DIRECTIONS: Gather every line below that contains the string "opening" and copy each one out in full. Match case exactly.

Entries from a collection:
****************************************

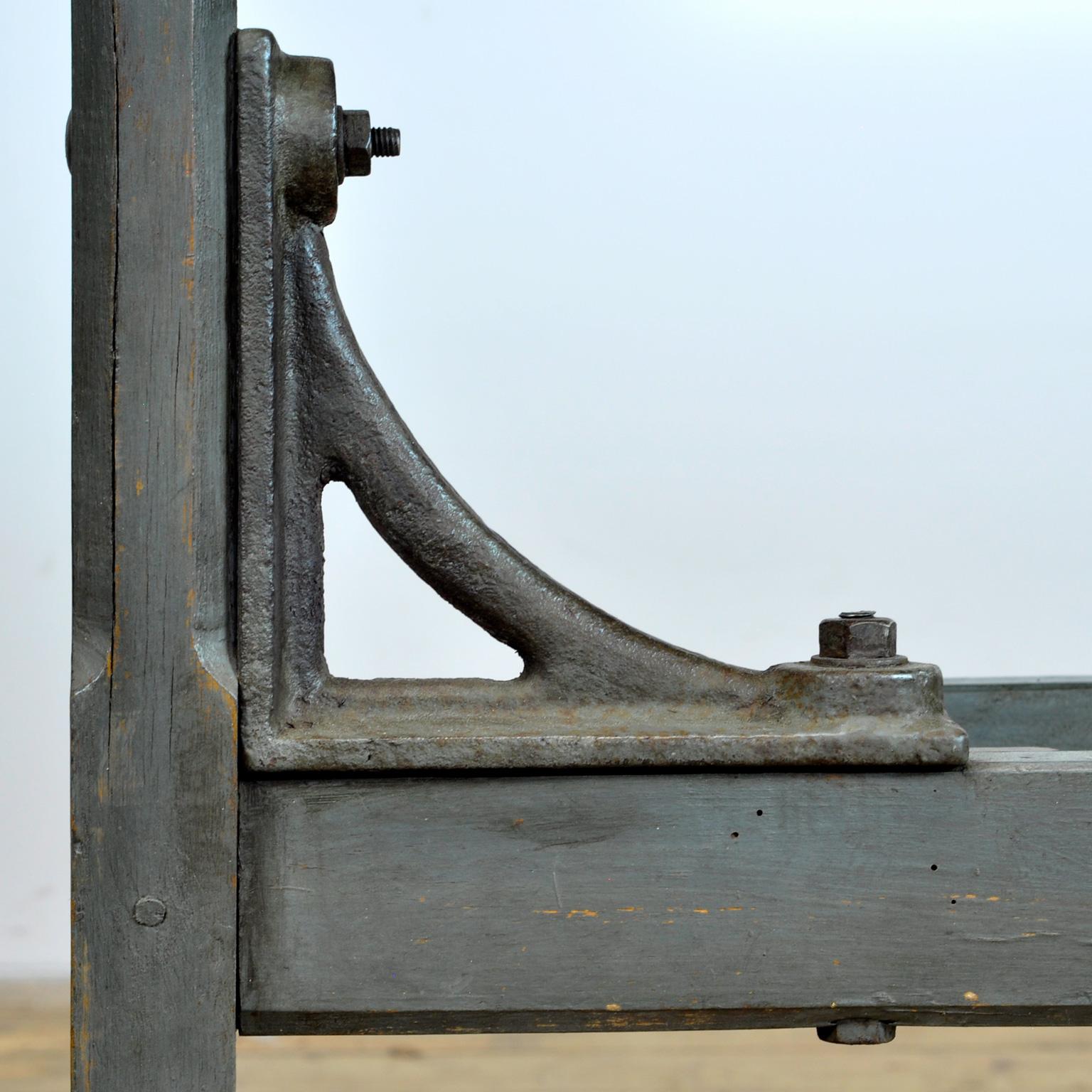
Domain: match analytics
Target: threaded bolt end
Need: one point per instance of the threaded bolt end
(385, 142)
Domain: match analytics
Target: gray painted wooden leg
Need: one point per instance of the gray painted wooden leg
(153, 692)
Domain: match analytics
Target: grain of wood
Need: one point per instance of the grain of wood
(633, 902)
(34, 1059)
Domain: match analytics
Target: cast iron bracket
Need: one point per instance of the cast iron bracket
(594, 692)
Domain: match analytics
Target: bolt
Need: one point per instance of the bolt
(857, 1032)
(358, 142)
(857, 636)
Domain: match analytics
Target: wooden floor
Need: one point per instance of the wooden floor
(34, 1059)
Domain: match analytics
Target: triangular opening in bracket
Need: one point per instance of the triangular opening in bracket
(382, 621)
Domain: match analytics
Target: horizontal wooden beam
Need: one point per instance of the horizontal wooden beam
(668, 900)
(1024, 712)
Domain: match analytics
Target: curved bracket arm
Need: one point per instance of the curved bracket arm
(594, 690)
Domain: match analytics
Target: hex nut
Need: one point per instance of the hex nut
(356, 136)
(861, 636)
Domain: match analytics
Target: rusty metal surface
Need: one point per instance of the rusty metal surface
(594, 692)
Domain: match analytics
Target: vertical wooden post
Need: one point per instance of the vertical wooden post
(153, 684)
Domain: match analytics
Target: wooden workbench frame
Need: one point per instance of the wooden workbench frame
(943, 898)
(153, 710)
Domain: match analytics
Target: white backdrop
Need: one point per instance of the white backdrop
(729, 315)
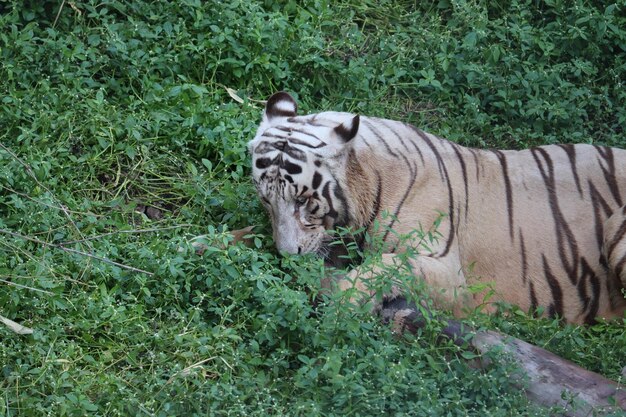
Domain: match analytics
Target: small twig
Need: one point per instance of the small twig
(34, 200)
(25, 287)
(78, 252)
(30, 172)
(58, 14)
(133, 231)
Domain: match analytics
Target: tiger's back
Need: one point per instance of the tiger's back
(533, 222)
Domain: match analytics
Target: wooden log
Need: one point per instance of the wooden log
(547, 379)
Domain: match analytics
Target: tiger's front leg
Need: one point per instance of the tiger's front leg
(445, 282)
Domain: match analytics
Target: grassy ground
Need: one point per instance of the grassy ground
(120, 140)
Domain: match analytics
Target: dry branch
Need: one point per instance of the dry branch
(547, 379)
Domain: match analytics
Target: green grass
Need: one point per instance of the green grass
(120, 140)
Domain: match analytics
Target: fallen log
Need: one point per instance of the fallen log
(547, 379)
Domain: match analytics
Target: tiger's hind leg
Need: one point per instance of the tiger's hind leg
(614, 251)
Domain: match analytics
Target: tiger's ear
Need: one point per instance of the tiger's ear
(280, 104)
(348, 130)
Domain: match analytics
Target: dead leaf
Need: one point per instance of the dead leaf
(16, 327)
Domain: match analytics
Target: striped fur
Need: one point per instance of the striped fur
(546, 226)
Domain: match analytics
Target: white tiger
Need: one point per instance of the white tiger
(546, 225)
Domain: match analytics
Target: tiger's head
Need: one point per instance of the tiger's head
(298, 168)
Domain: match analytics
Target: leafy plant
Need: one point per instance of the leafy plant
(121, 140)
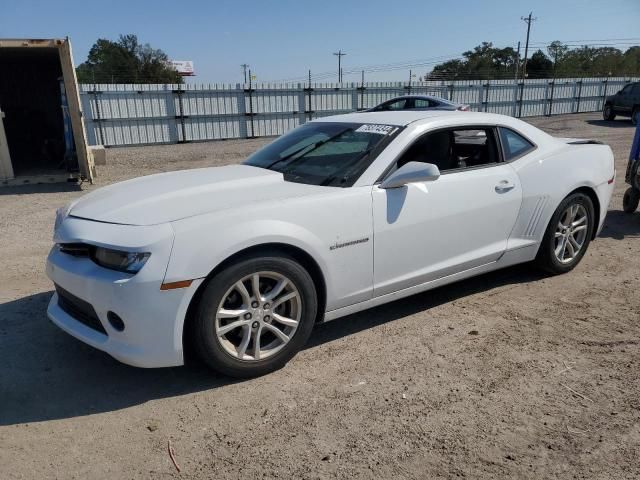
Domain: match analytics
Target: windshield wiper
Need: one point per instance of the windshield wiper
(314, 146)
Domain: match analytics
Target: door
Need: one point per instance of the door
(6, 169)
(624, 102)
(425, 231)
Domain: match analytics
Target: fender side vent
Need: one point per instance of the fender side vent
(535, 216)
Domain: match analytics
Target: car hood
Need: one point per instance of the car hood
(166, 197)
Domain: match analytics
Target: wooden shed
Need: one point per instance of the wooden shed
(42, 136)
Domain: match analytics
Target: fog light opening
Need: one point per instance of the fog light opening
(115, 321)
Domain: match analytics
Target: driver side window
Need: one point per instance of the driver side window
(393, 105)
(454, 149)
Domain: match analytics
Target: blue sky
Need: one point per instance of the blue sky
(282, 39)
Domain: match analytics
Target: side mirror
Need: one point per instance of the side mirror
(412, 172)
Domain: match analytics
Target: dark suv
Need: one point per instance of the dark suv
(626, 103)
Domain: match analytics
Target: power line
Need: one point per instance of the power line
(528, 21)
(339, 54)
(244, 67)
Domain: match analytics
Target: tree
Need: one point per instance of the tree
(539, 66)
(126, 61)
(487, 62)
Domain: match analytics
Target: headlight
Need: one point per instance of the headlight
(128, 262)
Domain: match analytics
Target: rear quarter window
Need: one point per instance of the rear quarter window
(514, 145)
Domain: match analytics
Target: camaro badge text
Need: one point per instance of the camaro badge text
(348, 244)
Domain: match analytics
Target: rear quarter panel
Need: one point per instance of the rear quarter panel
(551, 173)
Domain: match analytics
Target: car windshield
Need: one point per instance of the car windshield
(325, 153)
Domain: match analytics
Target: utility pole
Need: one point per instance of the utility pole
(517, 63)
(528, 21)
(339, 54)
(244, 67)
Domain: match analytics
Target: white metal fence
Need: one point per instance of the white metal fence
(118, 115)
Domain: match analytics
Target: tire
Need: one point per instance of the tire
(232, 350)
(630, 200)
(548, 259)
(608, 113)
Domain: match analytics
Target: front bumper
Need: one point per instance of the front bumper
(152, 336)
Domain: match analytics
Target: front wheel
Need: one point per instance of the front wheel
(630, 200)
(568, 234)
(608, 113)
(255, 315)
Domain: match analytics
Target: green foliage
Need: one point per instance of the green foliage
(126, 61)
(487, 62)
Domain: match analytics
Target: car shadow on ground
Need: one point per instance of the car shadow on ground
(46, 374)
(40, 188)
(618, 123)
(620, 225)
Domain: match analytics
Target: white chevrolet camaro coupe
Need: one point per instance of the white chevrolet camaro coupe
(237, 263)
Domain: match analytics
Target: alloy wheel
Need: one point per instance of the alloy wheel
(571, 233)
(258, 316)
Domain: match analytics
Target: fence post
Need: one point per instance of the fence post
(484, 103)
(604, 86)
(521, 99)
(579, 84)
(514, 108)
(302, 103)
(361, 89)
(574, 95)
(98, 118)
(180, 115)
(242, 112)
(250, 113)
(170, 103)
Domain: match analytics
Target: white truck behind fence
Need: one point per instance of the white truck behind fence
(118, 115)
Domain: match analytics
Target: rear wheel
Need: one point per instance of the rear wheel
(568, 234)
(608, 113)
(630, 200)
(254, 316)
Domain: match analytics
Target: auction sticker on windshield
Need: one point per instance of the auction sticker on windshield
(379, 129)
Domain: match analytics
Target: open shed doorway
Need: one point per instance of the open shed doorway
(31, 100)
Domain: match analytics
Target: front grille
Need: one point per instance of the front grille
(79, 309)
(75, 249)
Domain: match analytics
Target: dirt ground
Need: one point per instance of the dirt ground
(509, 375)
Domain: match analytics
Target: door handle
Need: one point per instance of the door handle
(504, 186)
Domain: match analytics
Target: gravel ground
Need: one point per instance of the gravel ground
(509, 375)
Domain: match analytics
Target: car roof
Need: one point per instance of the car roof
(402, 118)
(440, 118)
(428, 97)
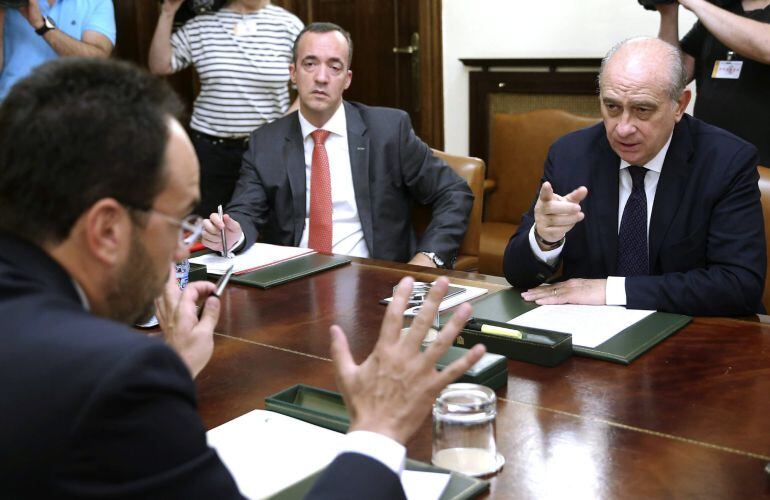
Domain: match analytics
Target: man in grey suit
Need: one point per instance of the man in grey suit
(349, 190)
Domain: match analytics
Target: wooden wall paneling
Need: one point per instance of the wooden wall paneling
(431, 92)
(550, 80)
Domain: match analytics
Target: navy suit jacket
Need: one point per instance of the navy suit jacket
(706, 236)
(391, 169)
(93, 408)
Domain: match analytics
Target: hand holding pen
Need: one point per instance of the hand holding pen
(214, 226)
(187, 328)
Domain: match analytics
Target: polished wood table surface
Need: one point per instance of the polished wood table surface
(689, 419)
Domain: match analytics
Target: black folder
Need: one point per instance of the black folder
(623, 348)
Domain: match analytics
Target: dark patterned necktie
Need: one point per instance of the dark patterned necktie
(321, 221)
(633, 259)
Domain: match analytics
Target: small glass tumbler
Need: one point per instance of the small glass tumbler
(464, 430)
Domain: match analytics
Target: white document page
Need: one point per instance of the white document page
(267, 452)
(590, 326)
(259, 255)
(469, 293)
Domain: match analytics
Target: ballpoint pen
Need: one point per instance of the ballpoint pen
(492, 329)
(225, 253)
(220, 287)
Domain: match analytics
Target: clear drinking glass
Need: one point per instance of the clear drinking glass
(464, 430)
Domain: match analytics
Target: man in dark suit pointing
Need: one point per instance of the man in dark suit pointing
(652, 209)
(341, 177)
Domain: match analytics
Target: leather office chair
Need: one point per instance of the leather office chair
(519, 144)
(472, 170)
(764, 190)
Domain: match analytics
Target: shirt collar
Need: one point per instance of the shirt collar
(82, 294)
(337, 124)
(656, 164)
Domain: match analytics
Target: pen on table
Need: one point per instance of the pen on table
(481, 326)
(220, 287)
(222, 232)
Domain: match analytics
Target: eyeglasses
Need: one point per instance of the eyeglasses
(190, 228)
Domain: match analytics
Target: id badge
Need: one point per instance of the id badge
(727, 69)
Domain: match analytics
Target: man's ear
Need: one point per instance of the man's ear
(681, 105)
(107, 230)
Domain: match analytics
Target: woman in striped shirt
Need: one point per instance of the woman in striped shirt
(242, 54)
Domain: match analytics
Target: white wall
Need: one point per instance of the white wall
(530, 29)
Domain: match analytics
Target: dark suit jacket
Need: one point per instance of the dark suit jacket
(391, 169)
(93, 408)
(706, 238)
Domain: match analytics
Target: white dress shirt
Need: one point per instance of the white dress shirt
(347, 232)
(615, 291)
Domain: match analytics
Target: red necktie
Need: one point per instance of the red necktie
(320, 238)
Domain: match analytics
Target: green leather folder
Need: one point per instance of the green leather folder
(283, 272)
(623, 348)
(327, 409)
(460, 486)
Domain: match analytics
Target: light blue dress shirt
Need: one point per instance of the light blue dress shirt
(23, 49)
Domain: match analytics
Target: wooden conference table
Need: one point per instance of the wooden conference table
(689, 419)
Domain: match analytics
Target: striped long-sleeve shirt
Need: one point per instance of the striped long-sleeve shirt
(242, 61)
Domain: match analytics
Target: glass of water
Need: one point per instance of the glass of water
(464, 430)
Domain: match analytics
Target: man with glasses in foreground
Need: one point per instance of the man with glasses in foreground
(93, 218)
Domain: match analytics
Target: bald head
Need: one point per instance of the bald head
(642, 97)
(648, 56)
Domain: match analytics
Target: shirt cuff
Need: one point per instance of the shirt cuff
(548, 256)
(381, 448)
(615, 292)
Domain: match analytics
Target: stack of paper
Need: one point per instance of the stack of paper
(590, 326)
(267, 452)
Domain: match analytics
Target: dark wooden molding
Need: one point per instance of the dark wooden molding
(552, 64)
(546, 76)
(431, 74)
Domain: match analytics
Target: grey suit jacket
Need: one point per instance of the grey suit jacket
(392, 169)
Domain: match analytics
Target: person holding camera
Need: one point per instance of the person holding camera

****************************************

SOLUTION TO THIS PROBLEM:
Target: triangular opening in bracket
Need: one point per instance of the triangular opening in bracket
Target: fog light opening
Need: one point per instance of the fog light opening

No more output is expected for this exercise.